AIM OF THE EXERCISE => Reproduce only the lines of the records from the line containing "Practice step: put one dot on the tire" through the line containing "(1132, 262)", both included, with the requests unchanged. Scale every point coordinate in the answers by 0.65 and round each result to a whole number, rounding halves up.

SUPPLIED DATA =>
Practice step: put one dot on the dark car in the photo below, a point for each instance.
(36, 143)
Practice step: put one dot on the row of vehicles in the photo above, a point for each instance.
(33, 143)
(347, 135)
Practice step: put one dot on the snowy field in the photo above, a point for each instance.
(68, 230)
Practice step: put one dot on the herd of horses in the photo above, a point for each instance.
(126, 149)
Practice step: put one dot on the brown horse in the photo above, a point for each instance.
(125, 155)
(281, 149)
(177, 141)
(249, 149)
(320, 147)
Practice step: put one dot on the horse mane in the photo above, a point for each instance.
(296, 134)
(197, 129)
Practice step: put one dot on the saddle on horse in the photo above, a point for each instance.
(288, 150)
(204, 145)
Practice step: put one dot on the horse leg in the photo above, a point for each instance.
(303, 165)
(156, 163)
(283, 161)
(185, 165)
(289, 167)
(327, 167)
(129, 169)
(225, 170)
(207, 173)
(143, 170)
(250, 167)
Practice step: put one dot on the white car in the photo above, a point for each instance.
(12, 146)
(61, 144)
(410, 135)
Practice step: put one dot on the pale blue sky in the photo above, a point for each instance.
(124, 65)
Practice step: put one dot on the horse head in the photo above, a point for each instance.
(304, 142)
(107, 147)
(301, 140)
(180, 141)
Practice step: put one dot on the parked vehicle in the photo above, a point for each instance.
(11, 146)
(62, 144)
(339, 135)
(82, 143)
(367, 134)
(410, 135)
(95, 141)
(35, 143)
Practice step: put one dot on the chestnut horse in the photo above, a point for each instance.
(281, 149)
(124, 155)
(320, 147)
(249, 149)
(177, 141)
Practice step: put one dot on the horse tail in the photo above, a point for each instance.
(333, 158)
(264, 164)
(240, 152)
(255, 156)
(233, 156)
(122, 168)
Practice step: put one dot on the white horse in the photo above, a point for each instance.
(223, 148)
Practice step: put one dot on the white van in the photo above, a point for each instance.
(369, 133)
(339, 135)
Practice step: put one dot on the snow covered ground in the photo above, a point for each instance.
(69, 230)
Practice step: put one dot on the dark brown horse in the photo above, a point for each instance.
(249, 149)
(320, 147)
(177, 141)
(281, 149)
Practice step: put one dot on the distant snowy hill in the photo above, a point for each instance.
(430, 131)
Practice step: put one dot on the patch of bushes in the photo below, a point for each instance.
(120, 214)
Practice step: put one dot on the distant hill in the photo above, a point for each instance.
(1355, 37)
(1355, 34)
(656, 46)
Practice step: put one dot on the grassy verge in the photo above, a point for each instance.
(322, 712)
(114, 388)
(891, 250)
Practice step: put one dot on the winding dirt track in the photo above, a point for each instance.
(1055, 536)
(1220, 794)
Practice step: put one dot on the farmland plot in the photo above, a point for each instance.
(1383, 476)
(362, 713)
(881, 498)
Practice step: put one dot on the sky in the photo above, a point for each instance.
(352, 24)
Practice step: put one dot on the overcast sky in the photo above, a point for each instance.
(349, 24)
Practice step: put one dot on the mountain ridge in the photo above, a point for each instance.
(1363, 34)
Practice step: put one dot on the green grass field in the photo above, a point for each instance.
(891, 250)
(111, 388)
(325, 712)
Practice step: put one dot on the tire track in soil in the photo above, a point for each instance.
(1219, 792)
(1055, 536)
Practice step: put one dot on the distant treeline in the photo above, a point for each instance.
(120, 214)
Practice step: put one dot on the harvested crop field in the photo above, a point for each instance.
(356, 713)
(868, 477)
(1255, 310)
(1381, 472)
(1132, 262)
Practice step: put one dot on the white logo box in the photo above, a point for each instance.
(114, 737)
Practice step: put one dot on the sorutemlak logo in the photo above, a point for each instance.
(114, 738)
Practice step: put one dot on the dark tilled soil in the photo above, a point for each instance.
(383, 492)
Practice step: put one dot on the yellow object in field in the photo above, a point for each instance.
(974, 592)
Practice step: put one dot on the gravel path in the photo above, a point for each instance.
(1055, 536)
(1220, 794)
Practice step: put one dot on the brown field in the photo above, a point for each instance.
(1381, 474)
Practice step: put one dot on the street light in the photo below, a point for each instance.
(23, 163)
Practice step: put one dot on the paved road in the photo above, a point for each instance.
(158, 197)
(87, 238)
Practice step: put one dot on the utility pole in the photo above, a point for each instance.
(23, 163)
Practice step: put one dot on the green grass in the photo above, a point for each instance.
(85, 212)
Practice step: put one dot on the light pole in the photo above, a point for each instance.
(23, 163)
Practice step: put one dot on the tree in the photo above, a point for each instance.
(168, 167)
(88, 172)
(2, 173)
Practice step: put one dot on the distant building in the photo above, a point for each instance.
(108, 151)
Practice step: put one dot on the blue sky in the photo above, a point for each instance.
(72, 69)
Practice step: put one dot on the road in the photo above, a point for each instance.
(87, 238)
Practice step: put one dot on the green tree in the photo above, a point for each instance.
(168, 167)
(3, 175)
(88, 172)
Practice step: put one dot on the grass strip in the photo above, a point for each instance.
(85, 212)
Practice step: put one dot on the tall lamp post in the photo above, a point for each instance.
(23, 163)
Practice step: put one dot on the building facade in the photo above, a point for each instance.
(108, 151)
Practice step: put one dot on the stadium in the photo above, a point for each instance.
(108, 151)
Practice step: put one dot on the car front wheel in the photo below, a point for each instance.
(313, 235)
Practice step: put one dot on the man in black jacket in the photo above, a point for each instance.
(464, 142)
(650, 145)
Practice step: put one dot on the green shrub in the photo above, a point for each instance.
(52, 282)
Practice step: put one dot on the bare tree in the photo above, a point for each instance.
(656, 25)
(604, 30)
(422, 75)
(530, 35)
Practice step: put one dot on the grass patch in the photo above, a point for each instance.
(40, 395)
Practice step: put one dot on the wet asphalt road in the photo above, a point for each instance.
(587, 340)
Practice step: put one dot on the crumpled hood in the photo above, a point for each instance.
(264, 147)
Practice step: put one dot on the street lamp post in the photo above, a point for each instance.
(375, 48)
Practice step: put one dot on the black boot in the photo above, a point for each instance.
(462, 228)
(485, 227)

EXPECTED ANSWER =>
Practice step: put one dot on the tire track in soil in the photo above, a point for each instance.
(792, 515)
(686, 348)
Practice step: put one dot on the distant treeline in the photo above, a point for each instance.
(78, 139)
Practice step: put one dot on the harvested crop field in the photo above, a point for each instance.
(231, 463)
(564, 310)
(816, 202)
(898, 307)
(736, 170)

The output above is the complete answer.